--- Listed entries ---
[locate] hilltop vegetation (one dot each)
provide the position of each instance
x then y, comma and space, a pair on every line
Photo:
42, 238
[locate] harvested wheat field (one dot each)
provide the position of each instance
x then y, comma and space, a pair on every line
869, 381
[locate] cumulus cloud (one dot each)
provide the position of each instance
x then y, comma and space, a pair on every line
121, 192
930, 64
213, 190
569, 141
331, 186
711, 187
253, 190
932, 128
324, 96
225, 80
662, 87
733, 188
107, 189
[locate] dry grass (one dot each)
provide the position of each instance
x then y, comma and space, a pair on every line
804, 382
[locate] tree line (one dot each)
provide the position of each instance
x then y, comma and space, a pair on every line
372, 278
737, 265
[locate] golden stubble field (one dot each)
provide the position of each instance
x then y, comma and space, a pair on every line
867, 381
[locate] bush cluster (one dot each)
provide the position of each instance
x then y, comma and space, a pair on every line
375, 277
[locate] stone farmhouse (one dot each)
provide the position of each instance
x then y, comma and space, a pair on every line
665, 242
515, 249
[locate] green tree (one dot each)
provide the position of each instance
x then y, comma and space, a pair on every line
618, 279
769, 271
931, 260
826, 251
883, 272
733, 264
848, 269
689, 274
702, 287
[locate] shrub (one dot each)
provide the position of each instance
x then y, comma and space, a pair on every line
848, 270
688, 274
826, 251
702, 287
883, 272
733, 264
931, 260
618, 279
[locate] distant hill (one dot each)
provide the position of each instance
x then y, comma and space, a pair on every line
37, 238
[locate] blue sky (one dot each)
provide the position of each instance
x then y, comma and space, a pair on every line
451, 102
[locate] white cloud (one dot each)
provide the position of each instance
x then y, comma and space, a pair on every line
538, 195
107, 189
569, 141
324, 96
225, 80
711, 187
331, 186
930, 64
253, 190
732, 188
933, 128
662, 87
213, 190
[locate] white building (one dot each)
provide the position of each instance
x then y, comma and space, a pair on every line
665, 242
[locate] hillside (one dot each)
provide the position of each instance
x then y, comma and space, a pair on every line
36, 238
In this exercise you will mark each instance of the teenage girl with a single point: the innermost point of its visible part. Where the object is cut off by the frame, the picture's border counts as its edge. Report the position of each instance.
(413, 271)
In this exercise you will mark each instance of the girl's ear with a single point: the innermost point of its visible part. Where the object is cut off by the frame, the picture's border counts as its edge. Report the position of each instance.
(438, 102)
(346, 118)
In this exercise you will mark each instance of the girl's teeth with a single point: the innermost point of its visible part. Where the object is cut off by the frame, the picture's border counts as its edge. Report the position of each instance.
---
What you should do: What you write must match the records above line for line.

Written solution:
[locate] hilltop vegetation (one dot each)
provide the position of each instance
x then y, comma and space, a pair on every line
Photo:
42, 238
[locate] harvested wheat field (one dot each)
provide the position of each instance
x then y, comma and space, a pair on every line
869, 381
[locate] cumulus cloud (one dot each)
provide the position of each instance
x then y, comma and space, a pair on every line
121, 192
930, 64
213, 190
569, 141
331, 186
711, 187
253, 190
932, 128
324, 96
225, 80
662, 87
733, 188
107, 189
[locate] dry grass (one dot each)
provide the position of each instance
x then y, comma and space, a pair on every line
804, 382
[locate] tree line (one dot each)
provide the position of each instance
x then y, comma and space, a pair on every line
372, 278
737, 265
[locate] golden stubble field (one dot each)
provide the position of each instance
x then y, comma and space, a pair on every line
867, 381
[locate] bush cluster (one dot each)
provide the position of each instance
x then y, comma and space, a pair on every line
375, 277
[locate] stone farmhouse (one dot each)
provide the position of each instance
x then y, comma and space, a pair on every line
665, 242
515, 249
[locate] green tree (one dot each)
provide the position of each instance
x then y, comma and space, a pair on every line
618, 279
769, 271
931, 260
826, 251
883, 272
733, 264
848, 269
689, 274
702, 287
[locate] shrub (one dot each)
provide the position of each instance
x then y, comma and space, a pair on every line
848, 270
688, 274
826, 251
702, 287
883, 272
733, 264
931, 260
618, 279
[locate] distant hill (one dot each)
provide the position of each instance
x then y, comma and space, a pair on every line
37, 238
[locate] blue sky (one dot each)
provide the position of each instance
x then y, comma and space, a pair on every line
451, 102
[locate] white cloud (one dot each)
provide the position of each instance
x then y, comma and space, a pair on every line
538, 195
107, 189
569, 141
324, 96
225, 80
711, 187
331, 186
930, 64
253, 190
732, 188
933, 128
662, 87
213, 190
[locate] white building (one dot each)
provide the position of each instance
x then y, comma and space, a pair on every line
665, 242
[locate] hillside (one dot each)
provide the position of each instance
x then y, comma and space, a pair on every line
36, 238
In this exercise you will mark each instance of the teenage girl with a single point: the innermost point of its visible part. Where the object is cut off by the frame, the picture's border counts as its edge. Report the position of each instance.
(413, 271)
In this exercise you will mark each instance of the girl's ear with a single point: the innermost point of its visible part. Where the object is cut off by the frame, the picture's border counts as its edge. Report the position of each instance.
(438, 102)
(346, 118)
In this exercise you will mark each instance of the girl's teeth with a single point: the innermost point of its visible part. Where the object is cut off by the frame, the picture's border counts as its edge. Report the position of each instance.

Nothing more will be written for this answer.